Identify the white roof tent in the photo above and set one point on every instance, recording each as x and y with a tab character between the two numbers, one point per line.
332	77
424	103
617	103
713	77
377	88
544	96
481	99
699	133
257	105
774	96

### [The request]
Rewrite the lines with "white roof tent" replaced by "gray roof tent", leaving everything else unchanged.

### [Response to this exercise]
Identify the gray roof tent in the photo above and set one point on every instance, recording each as x and y with a tab character between the two numbers, one point per line.
332	77
424	103
617	103
713	77
377	88
544	96
481	99
699	133
257	105
774	96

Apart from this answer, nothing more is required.